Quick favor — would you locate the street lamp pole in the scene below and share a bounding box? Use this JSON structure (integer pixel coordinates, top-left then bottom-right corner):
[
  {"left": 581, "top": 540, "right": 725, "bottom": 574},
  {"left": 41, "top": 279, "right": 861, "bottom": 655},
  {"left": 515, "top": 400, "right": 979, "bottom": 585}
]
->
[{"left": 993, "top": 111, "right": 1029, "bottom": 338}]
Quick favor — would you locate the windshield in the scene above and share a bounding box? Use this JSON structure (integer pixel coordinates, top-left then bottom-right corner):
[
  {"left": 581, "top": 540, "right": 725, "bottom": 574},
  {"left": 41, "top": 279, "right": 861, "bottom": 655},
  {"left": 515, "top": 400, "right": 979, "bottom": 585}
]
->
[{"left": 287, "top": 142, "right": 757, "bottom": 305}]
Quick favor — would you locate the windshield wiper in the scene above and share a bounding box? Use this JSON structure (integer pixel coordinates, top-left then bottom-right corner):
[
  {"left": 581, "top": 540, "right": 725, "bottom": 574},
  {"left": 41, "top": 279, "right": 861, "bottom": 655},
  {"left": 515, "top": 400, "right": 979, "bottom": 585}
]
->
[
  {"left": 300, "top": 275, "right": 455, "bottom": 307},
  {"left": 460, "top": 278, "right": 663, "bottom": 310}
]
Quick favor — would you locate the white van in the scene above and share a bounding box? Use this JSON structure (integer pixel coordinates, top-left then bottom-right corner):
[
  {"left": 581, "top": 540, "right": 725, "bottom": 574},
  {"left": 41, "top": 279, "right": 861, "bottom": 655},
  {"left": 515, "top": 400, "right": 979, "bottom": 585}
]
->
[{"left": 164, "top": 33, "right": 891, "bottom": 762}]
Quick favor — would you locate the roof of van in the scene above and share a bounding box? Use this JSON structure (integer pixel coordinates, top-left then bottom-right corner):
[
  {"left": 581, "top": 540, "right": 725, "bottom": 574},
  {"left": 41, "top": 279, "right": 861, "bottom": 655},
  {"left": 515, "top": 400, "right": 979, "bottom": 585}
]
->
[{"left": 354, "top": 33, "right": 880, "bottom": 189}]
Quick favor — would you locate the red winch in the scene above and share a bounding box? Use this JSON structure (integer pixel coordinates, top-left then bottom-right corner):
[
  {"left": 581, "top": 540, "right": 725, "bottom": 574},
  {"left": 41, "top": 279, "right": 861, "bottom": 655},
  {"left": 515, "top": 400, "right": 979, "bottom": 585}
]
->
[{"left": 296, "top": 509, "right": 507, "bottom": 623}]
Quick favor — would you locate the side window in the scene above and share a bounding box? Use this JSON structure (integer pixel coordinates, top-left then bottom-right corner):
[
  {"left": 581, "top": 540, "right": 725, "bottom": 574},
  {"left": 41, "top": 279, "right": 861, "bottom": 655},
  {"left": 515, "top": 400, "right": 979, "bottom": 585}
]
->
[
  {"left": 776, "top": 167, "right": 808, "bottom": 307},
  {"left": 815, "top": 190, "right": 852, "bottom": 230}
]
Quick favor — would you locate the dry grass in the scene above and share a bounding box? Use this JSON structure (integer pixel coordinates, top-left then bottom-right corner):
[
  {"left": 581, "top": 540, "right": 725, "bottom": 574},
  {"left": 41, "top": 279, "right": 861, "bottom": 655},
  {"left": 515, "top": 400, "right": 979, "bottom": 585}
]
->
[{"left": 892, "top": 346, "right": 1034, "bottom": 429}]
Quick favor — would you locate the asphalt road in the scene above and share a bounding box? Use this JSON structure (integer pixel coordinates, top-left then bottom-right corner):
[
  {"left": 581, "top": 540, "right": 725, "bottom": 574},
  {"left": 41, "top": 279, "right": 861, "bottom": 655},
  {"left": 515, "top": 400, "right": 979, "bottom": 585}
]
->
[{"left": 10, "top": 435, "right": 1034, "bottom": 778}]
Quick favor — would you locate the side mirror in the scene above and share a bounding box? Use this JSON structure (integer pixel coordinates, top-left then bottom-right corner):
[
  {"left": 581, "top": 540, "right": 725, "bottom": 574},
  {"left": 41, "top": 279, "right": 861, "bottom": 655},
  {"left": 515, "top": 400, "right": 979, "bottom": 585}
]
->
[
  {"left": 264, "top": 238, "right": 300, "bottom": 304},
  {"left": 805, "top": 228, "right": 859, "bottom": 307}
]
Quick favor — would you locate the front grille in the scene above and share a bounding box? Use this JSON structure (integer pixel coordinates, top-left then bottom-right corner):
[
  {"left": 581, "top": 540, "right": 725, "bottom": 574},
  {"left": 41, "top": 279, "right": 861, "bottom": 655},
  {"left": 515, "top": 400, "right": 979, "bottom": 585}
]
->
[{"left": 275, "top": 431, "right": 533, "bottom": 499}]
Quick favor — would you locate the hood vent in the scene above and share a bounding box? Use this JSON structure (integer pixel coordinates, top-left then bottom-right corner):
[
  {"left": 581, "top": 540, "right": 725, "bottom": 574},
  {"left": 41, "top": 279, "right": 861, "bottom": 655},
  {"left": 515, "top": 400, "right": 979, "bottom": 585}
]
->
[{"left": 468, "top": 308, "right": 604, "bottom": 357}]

*-*-*

## What you have to do
Report every line in the listing above that contains the string "side", copying each such line in full. Matches must have the same uppercase and lowercase letters.

## Full output
Quick favor — would you locate the side window in the scene above and share a bounding box? Use this JSON structure (integer pixel coordinates, top-left then bottom-right corner):
Quick favor — would you locate the side mirror in the scene above and share a bounding box? Use this JSON structure (integer pixel coordinates, top-left then bottom-right corner):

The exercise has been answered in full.